I rebuilt my relationship with my mother. Never in all my life, until now, had I realized how important she is to me. All through the year, I have been spending time listening to her, knowing more about her life, and talking every day. I have been terrible at this in the past but I am glad, glad, glad that I changed this.

I tried many things for the first time.

For the first time in forever, I let people into my life, shared my emotions and vulnerabilities with them, and I am so thankful that they rallied around for me in all the ways they could. I have never felt so included, so supported, by anyone who is not family. V, S, M: thank you for being there.

For the first time in forever, I went on a holiday by myself. I spent a week writing, walking around, listening to music, reading, and thinking, with no agenda whatsoever. It was liberating and I know I will do it again when life crowds me too much.

For the first time in forever, I learned some lessons in self-reliance. In not looking outwards for happiness or contentment or entertainment. I realized that no matter where I go, I take myself along. So I need to enjoy being by myself, figuring life out in every way from small to big, making my own decisions, taking my own risks.

It was so hard to do (in spite of my having always considered myself good company!) especially on the days when I was also struggling with depression. When you spend a lot of time introspecting, you will not like everything you find. This year, I learned to accept it and take things one hour at a time, one day at a time. I am not there yet, but I am on my way.

● INSTRUCTION 1:
In the reflection on the past year, with whom did the writer rebuild a relationship?

● STORED DATA:
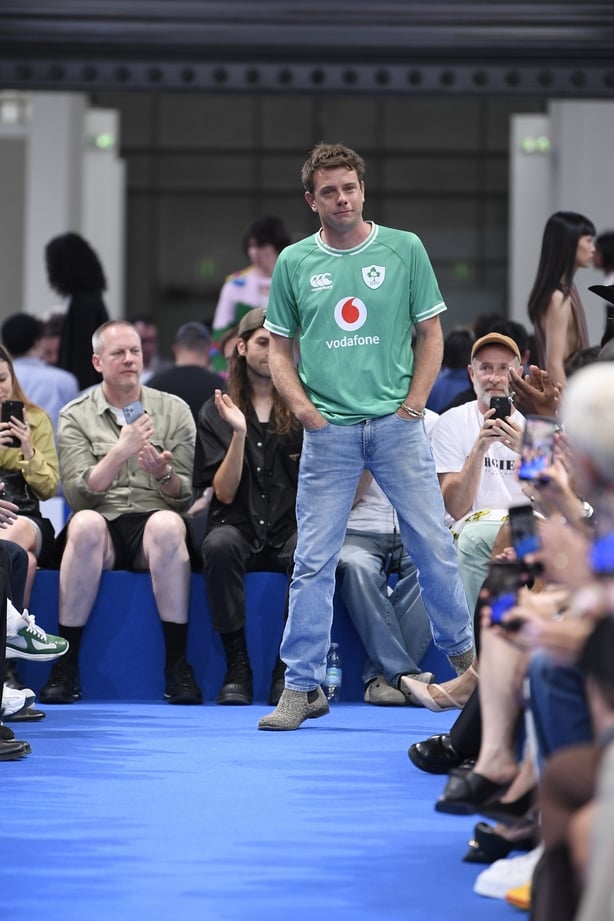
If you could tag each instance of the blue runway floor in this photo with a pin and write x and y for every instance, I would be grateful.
* * *
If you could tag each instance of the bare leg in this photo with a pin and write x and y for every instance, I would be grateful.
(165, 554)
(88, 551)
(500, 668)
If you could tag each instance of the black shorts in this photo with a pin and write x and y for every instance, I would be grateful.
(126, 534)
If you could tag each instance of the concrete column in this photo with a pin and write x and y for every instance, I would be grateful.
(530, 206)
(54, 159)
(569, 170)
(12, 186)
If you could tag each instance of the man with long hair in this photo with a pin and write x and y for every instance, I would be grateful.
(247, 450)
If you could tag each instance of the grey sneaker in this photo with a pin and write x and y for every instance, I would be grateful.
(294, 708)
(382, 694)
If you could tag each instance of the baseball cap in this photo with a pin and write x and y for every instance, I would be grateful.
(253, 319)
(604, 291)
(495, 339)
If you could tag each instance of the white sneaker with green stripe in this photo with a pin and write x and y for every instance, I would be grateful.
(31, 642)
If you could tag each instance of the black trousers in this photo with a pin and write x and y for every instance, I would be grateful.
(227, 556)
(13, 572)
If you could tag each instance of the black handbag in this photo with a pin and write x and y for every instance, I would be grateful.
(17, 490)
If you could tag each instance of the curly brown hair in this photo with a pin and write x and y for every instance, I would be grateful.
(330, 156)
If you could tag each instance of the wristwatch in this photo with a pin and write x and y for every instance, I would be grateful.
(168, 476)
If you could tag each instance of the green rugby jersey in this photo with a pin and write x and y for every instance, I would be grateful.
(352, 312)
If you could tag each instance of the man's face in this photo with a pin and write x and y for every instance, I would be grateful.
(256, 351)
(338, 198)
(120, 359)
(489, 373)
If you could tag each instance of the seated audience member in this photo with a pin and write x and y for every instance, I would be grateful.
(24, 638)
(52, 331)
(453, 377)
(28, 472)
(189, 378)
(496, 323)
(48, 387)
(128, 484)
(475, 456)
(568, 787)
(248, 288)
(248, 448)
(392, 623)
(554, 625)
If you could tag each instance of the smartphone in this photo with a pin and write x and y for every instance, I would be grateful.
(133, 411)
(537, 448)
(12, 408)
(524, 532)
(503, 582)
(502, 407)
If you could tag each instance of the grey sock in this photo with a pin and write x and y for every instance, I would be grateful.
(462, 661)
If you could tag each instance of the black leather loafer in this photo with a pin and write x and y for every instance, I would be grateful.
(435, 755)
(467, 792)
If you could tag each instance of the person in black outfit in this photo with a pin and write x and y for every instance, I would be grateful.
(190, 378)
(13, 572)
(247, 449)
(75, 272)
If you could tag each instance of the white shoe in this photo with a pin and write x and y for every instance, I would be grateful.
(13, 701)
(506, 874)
--
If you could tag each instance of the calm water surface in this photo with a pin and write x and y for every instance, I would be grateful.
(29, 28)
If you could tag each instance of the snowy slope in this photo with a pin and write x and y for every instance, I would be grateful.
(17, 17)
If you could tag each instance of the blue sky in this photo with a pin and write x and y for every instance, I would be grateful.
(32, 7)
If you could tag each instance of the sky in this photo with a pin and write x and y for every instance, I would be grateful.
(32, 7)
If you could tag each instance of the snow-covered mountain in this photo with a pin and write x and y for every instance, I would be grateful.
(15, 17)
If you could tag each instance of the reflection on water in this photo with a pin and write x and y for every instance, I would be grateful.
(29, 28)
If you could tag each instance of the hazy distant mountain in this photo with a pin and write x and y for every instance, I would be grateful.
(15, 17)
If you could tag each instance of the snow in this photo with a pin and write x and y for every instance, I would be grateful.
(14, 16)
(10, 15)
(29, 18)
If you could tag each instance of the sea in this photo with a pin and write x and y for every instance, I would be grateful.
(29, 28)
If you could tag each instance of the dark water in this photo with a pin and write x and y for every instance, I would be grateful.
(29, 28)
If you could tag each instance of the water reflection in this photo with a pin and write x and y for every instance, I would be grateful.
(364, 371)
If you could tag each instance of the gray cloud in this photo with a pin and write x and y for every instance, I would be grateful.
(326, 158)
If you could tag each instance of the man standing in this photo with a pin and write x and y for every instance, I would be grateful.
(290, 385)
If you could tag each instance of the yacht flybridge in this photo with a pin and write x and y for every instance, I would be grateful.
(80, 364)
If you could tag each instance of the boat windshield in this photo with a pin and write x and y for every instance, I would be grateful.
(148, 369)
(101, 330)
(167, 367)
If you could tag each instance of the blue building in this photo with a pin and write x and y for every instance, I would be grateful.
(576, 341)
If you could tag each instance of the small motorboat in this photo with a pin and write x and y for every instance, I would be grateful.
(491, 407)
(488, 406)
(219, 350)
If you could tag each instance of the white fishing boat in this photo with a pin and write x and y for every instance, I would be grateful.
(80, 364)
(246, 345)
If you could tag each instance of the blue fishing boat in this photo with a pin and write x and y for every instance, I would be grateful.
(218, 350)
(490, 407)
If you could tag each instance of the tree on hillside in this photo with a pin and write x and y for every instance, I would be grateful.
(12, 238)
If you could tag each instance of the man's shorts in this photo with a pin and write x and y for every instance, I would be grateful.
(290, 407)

● INSTRUCTION 2:
Pick out every line of the records that contains the string "shorts".

● TASK RESPONSE 1:
With their mother.

● TASK RESPONSE 2:
If you could tag each instance of the black shorts in this photo with a pin and write x and y for every instance, I would be grateful.
If you could tag each instance of the man's shorts in this photo with a pin and write x and y for every instance, I would be grateful.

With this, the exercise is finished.